## EXTRACT
↓
As I watch the Steve Jobs keynote unfold at the World Wide Developer’s Conference here in S.F., I recall the jackhammers I’d passed on the way in, and figured it to be an apt metaphor: Apple is jackhammering the mobile computing and mobile phone industries to create this groundbreaking platform. The most important parts of the announcement were:

  • Feature-rich — with 3G speed that comes close to WiFi, and GPS for location-based apps
  • Affordable — the low-end iPhone 3G is only $199
  • Enterprise-ready — with the capability to push VPN and tightly-secure configurations and new custom apps that work behind the firewall, iPhones could replace laptops in the field
  • Lifestyle-ready — with MobileMe you can keep all devices synchronized all the time, and use all your computing resources on the road with just an iPhone or iPod touch

See Engadget’s keynote coverage, which is detailed and has great pictures; MacRumors Live coverage, which offers a concise report (and was the most up-to-date as the keynote unfolded); and CNET News coverage, which offers a bit more analysis.
↑
## STORED DATA
↓
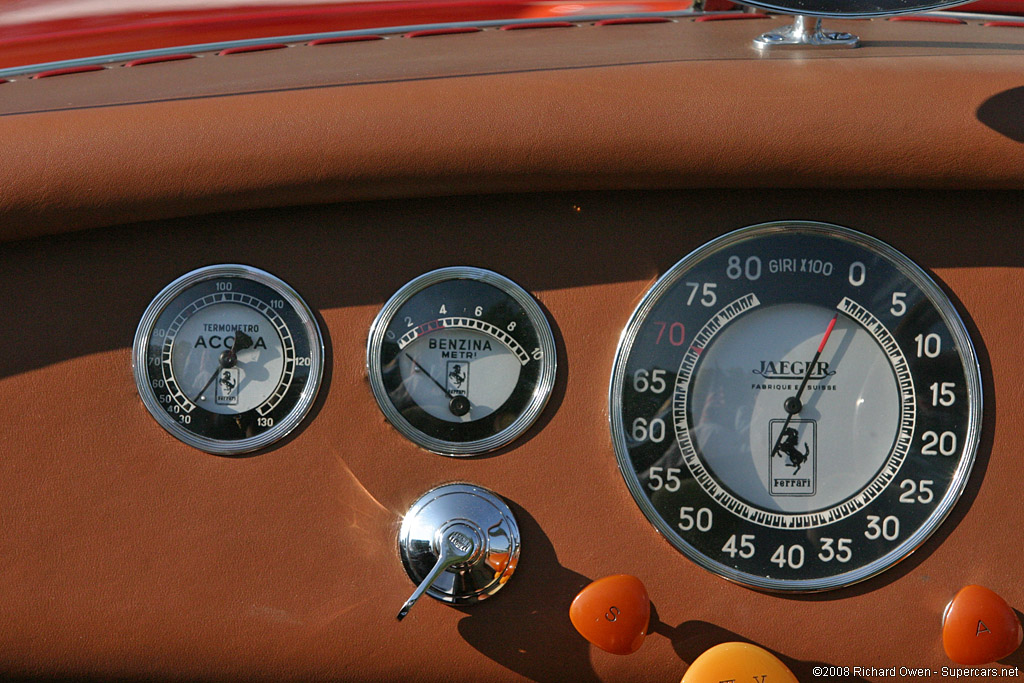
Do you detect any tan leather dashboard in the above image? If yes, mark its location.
[0,17,1024,239]
[0,14,1024,681]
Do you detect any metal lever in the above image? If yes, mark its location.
[398,529,476,622]
[398,483,520,621]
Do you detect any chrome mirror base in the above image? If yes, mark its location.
[398,483,520,621]
[754,14,860,51]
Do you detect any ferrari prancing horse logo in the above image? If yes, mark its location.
[768,420,818,496]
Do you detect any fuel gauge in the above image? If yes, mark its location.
[367,267,555,456]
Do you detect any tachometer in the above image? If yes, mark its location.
[132,265,324,455]
[610,221,982,591]
[367,267,555,456]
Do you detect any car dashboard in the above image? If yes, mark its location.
[0,13,1024,681]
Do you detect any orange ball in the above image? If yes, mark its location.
[942,586,1022,666]
[569,573,650,654]
[682,643,797,683]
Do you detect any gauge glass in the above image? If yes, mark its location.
[367,267,555,455]
[610,222,981,591]
[133,265,324,455]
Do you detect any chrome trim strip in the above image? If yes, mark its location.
[0,10,700,79]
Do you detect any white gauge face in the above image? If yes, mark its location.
[171,303,286,415]
[398,328,522,422]
[367,267,555,456]
[609,221,981,592]
[132,264,324,455]
[690,304,900,512]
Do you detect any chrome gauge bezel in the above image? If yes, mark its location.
[608,220,982,593]
[367,266,557,457]
[132,263,324,456]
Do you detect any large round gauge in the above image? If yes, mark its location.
[132,265,324,455]
[610,221,981,591]
[367,267,555,456]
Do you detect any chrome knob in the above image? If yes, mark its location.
[398,483,520,621]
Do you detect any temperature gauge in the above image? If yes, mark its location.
[367,267,555,456]
[132,265,324,455]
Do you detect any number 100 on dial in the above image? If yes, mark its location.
[610,222,982,591]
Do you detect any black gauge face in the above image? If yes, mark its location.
[133,265,324,454]
[367,267,555,455]
[610,222,981,591]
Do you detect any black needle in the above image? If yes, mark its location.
[771,311,839,456]
[406,353,471,418]
[193,332,253,403]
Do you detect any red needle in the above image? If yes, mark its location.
[771,311,839,456]
[815,311,839,360]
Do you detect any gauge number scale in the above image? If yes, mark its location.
[133,264,324,455]
[610,221,981,592]
[367,266,556,456]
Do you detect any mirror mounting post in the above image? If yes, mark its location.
[754,14,860,51]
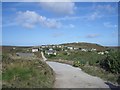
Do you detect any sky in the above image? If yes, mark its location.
[2,2,118,46]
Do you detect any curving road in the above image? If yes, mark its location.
[46,61,109,88]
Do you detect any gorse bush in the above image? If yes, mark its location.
[100,51,120,74]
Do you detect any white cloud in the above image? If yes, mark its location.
[86,34,100,38]
[52,33,63,38]
[103,22,117,28]
[94,4,117,13]
[69,24,75,28]
[40,2,76,15]
[86,12,103,20]
[16,11,61,28]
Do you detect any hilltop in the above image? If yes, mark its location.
[60,42,106,51]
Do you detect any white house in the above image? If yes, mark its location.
[67,47,73,50]
[98,52,104,55]
[91,48,97,51]
[45,50,56,55]
[32,48,39,52]
[81,48,88,52]
[105,51,109,54]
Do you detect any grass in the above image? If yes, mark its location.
[2,53,54,88]
[45,51,119,83]
[80,65,119,84]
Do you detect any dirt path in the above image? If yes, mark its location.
[47,61,109,88]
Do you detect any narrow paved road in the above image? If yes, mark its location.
[46,61,109,88]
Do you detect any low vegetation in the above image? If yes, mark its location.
[46,47,120,84]
[2,53,54,88]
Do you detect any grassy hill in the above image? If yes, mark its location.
[60,42,106,51]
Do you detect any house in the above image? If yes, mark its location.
[32,48,39,52]
[105,51,109,54]
[16,53,34,57]
[67,47,73,50]
[74,48,79,50]
[45,50,56,55]
[13,47,16,50]
[91,48,97,51]
[81,49,88,52]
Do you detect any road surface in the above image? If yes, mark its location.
[46,61,109,88]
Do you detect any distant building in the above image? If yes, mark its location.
[91,48,96,51]
[98,52,104,55]
[16,53,34,57]
[32,48,39,52]
[81,49,88,52]
[105,51,109,54]
[45,50,56,55]
[67,47,74,50]
[13,47,16,50]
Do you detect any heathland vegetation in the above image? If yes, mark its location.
[46,44,120,84]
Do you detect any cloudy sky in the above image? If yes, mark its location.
[2,2,118,46]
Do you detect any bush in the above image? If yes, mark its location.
[73,60,86,67]
[100,51,120,73]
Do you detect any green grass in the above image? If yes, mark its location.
[2,53,54,88]
[80,66,119,84]
[45,51,119,83]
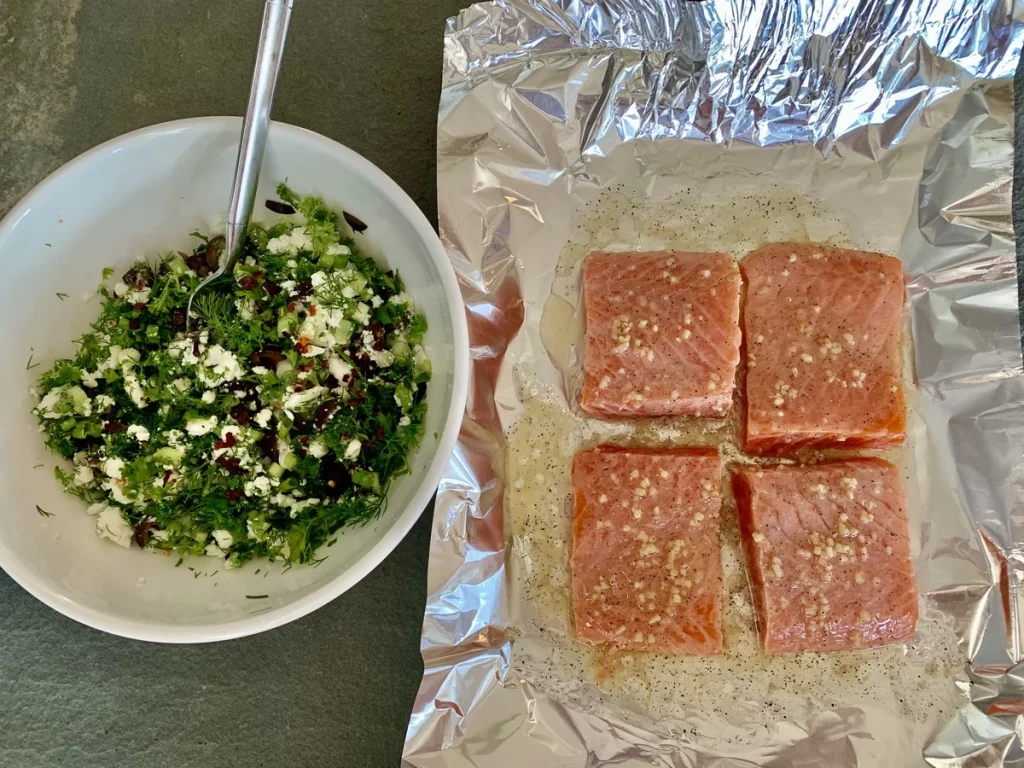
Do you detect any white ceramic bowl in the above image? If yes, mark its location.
[0,118,469,643]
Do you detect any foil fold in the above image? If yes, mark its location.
[404,0,1024,768]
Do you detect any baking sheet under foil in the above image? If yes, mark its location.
[404,0,1024,768]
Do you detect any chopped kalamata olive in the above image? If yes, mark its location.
[231,404,252,427]
[313,399,338,430]
[370,321,387,352]
[265,200,295,216]
[321,457,352,498]
[121,264,153,291]
[259,429,281,462]
[249,349,285,371]
[135,520,157,547]
[342,211,367,232]
[214,456,248,475]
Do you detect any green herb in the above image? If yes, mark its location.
[28,186,430,575]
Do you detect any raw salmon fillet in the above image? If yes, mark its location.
[732,459,918,653]
[741,243,906,454]
[581,251,740,418]
[571,446,722,654]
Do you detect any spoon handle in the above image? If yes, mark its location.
[217,0,293,274]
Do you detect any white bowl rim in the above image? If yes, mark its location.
[0,117,469,643]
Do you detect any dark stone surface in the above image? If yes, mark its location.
[0,0,1024,768]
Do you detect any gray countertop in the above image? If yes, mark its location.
[0,0,465,768]
[0,0,1024,768]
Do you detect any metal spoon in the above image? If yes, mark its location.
[185,0,294,330]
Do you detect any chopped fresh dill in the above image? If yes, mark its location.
[27,185,430,569]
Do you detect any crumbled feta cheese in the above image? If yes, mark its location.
[96,505,135,549]
[125,288,150,304]
[368,349,394,368]
[103,456,125,480]
[205,544,227,557]
[245,475,270,501]
[124,369,148,408]
[327,357,352,382]
[266,226,313,256]
[282,387,329,411]
[352,301,370,326]
[185,416,217,437]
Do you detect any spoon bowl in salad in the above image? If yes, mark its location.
[0,118,468,642]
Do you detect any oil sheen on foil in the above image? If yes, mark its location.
[406,0,1024,768]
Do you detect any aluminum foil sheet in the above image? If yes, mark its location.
[404,0,1024,768]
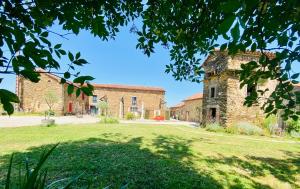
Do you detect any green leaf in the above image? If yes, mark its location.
[230,22,240,41]
[68,52,74,62]
[76,52,80,59]
[218,16,235,34]
[291,73,300,79]
[41,31,49,37]
[64,72,71,79]
[54,44,61,49]
[67,85,74,94]
[58,49,67,55]
[251,43,257,52]
[76,88,81,98]
[220,43,227,51]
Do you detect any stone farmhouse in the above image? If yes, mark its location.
[89,84,165,119]
[170,51,284,126]
[16,73,89,115]
[170,93,203,122]
[16,73,165,118]
[202,51,277,126]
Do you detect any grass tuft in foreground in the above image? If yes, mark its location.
[0,124,300,189]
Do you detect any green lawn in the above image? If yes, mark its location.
[0,124,300,189]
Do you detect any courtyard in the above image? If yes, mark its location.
[0,123,300,189]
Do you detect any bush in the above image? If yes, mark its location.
[5,144,81,189]
[100,116,119,124]
[290,130,300,138]
[262,115,278,134]
[125,112,135,120]
[286,119,300,133]
[205,123,224,132]
[231,122,264,135]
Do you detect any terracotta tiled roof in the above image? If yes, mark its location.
[92,84,165,92]
[183,93,203,101]
[293,83,300,87]
[36,68,165,92]
[203,49,275,66]
[170,102,184,108]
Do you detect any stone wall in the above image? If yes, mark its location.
[202,75,227,124]
[17,74,63,114]
[63,84,89,114]
[182,99,202,122]
[203,52,277,126]
[16,74,88,115]
[89,87,165,119]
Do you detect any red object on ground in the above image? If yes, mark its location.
[68,102,73,113]
[153,116,165,121]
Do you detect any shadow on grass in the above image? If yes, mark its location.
[0,133,299,189]
[0,134,222,188]
[205,151,300,188]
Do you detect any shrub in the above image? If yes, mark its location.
[262,115,278,134]
[205,123,224,132]
[5,144,129,189]
[290,130,300,138]
[100,116,119,124]
[232,122,263,135]
[153,116,165,121]
[5,144,79,189]
[286,119,300,133]
[125,112,135,120]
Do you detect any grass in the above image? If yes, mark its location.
[0,124,300,189]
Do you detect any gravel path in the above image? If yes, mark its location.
[0,116,99,127]
[0,115,197,128]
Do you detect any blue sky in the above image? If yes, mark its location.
[1,27,203,106]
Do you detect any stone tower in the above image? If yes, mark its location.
[202,51,277,126]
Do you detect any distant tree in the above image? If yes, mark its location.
[0,0,300,119]
[97,100,108,116]
[45,91,59,111]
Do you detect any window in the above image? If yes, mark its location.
[247,85,256,96]
[209,87,216,98]
[131,96,137,106]
[209,108,217,121]
[93,95,97,103]
[130,106,138,112]
[154,110,160,117]
[68,102,73,113]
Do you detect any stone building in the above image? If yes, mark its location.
[16,73,89,115]
[170,93,203,122]
[202,51,277,126]
[16,73,165,118]
[90,84,166,119]
[183,93,203,122]
[170,102,184,120]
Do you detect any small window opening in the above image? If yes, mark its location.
[210,108,217,121]
[210,87,216,98]
[247,85,256,96]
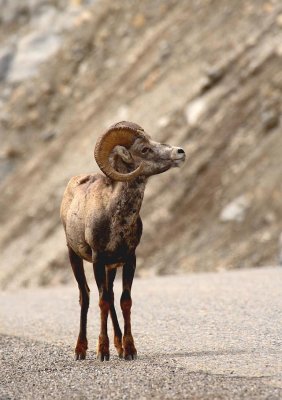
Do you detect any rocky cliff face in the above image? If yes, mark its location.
[0,0,282,288]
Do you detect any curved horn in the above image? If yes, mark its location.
[94,122,143,182]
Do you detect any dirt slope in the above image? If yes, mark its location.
[0,0,282,288]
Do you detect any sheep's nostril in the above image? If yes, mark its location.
[177,149,185,154]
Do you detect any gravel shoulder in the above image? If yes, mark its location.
[0,267,282,399]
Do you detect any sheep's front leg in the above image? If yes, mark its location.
[69,247,90,360]
[120,254,137,360]
[107,268,123,358]
[93,262,110,361]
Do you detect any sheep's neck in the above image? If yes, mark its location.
[112,177,146,225]
[112,156,147,225]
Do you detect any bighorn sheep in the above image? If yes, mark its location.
[61,122,185,361]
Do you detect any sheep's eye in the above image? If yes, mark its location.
[141,147,150,154]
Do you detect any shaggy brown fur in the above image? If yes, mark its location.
[61,122,185,361]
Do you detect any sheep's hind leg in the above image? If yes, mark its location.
[93,261,110,361]
[69,247,90,360]
[107,268,123,358]
[120,254,137,360]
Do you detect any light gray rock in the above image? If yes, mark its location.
[219,195,251,222]
[7,32,61,82]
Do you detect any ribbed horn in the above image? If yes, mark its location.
[94,122,143,182]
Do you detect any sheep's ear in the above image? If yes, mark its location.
[115,146,133,164]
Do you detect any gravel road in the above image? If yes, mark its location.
[0,267,282,400]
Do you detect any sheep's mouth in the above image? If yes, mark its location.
[173,154,186,167]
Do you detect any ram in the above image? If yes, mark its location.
[61,122,185,361]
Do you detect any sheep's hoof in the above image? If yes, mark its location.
[124,353,137,361]
[75,339,88,360]
[97,353,110,361]
[74,352,86,361]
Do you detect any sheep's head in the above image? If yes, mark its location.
[94,121,185,181]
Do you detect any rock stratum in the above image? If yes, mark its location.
[0,0,282,288]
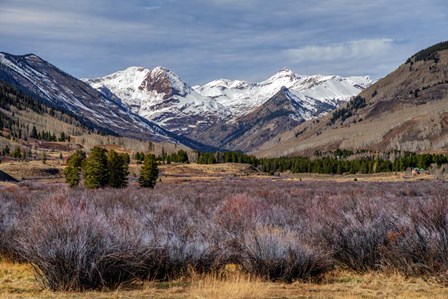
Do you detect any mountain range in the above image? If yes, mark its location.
[83,67,373,150]
[0,42,448,156]
[257,42,448,156]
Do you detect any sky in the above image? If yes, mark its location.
[0,0,448,85]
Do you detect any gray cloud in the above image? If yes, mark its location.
[0,0,448,84]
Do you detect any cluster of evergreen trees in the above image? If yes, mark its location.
[197,152,258,165]
[64,147,158,189]
[30,126,70,141]
[258,151,448,174]
[0,145,32,160]
[133,148,190,164]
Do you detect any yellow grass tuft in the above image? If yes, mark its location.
[188,265,271,299]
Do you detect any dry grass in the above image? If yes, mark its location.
[187,271,274,299]
[0,261,448,299]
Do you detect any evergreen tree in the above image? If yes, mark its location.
[82,147,109,189]
[64,150,86,187]
[107,151,129,188]
[138,154,159,188]
[30,126,38,138]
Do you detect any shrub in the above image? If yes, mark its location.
[241,227,333,282]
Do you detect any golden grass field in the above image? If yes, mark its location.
[0,261,448,298]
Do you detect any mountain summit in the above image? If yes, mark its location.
[84,66,373,149]
[258,42,448,156]
[84,66,229,135]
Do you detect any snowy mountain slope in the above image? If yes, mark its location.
[83,67,372,142]
[0,53,218,148]
[194,69,373,119]
[84,67,230,135]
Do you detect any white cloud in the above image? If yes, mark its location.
[285,38,394,63]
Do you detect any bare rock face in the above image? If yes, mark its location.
[258,42,448,156]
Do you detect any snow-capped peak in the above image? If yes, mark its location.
[87,66,229,134]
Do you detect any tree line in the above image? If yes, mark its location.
[64,147,159,189]
[258,153,448,174]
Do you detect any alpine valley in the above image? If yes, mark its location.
[83,67,372,151]
[5,42,448,157]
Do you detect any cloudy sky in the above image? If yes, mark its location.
[0,0,448,85]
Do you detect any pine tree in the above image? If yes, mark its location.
[82,147,109,189]
[138,154,159,188]
[64,150,86,187]
[30,126,38,139]
[107,151,129,188]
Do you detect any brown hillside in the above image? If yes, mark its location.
[254,44,448,156]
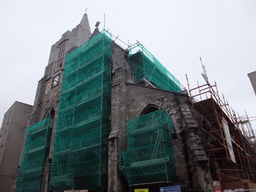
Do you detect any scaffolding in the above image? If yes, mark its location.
[50,31,113,192]
[16,118,52,192]
[187,78,256,187]
[127,43,181,92]
[120,110,175,185]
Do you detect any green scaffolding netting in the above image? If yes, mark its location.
[120,110,175,185]
[16,118,52,192]
[127,43,181,92]
[50,31,113,191]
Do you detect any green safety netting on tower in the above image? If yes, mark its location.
[120,110,175,185]
[16,118,52,192]
[50,31,113,191]
[127,43,181,92]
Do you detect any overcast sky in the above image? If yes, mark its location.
[0,0,256,132]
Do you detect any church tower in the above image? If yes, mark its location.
[14,13,92,191]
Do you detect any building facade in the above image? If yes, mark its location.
[10,14,256,192]
[0,101,32,192]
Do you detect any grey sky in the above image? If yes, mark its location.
[0,0,256,128]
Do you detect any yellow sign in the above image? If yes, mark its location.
[134,189,148,192]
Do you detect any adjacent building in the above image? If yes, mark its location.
[248,71,256,94]
[0,101,33,192]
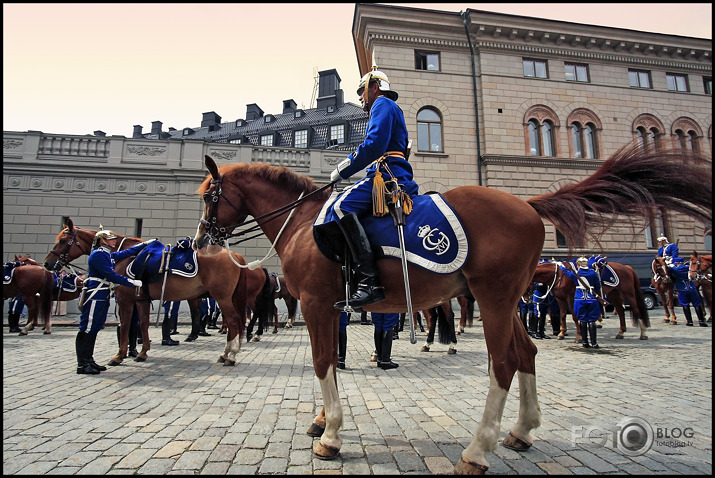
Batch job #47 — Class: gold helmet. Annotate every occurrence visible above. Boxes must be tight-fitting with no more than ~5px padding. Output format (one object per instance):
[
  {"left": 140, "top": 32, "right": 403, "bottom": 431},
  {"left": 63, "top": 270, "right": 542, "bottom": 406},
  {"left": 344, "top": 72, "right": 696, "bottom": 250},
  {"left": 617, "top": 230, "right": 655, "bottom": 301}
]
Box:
[{"left": 357, "top": 65, "right": 398, "bottom": 103}]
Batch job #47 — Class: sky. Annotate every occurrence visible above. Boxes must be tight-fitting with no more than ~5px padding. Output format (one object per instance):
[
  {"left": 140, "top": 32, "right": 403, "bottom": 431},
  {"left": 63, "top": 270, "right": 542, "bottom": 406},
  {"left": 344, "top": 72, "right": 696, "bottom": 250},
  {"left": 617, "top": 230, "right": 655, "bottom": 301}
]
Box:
[{"left": 3, "top": 3, "right": 712, "bottom": 137}]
↑
## WORK INSTRUCTIONS
- A) Copy the passage in the keynote post between "See Engadget’s keynote" and "bit more analysis.", inclusive.
- B) Answer these from the keynote post:
(i) What price does it give for the low-end iPhone 3G?
(ii) What service keeps all devices synchronized all the time?
(iii) Which coverage was the most up-to-date as the keynote unfolded?
- C) Continue the keynote post from the point where it ends.
The records aren't needed here.

## FINAL ANSWERS
- A)
See Engadget’s keynote coverage, which is detailed and has great pictures; MacRumors Live coverage, which offers a concise report (and was the most up-to-date as the keynote unfolded); and CNET News coverage, which offers a bit more analysis.

- B)
(i) $199
(ii) MobileMe
(iii) MacRumors Live coverage

- C)
The iPhone and iPod touch are huge, everyone knows that by now. The iPhone 3G, coming in July, will be affordable, removing one major obstacle to mass acceptance. It is by far the best mobile computer and phone out there. As Jobs said in his keynote, “… users love the iPhone. 90% customer satisfaction — that’s off the charts. What products today have that? 98% are browsing — mobile browsing has gone from nothing to 98% with the iPhone. 94% are using email, 90% are using SMS — 80% are using 10 or more features. You can’t even begin to figure out how to use 10 features on a normal phone!”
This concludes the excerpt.